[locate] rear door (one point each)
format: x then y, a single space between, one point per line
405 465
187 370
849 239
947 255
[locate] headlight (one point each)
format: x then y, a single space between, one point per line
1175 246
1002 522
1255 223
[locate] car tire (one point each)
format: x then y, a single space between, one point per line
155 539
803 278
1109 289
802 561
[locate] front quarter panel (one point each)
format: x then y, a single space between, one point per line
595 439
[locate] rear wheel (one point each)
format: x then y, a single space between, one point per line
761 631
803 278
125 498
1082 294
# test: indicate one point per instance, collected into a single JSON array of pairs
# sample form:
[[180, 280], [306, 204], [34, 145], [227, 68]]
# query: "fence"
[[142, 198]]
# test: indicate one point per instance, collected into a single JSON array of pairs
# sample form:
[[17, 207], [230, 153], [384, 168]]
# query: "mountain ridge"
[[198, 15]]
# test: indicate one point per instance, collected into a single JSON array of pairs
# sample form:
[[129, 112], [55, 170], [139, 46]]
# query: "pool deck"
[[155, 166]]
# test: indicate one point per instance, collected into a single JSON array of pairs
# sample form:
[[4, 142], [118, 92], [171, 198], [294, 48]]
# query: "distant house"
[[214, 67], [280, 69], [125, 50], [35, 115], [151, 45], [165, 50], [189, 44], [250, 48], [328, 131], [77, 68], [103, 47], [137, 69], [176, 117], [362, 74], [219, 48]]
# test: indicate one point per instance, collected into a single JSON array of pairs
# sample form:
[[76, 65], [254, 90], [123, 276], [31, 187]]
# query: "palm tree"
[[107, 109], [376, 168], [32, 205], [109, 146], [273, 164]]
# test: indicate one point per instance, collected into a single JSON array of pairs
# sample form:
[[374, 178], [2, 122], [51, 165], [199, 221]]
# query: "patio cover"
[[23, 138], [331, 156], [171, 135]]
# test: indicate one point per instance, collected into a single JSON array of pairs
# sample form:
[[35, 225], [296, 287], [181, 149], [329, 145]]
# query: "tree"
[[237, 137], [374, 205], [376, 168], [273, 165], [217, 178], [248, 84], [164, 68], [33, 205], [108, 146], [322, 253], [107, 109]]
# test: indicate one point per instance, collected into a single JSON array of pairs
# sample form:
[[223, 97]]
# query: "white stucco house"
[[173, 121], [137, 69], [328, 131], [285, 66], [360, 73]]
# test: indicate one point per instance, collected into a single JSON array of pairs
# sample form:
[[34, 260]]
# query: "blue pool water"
☆ ☆ ☆ ☆ ☆
Pull every line with the word "rear" from the data.

#### Solution to the problem:
[locate] rear door (one point each)
[locate] rear wheel (one point each)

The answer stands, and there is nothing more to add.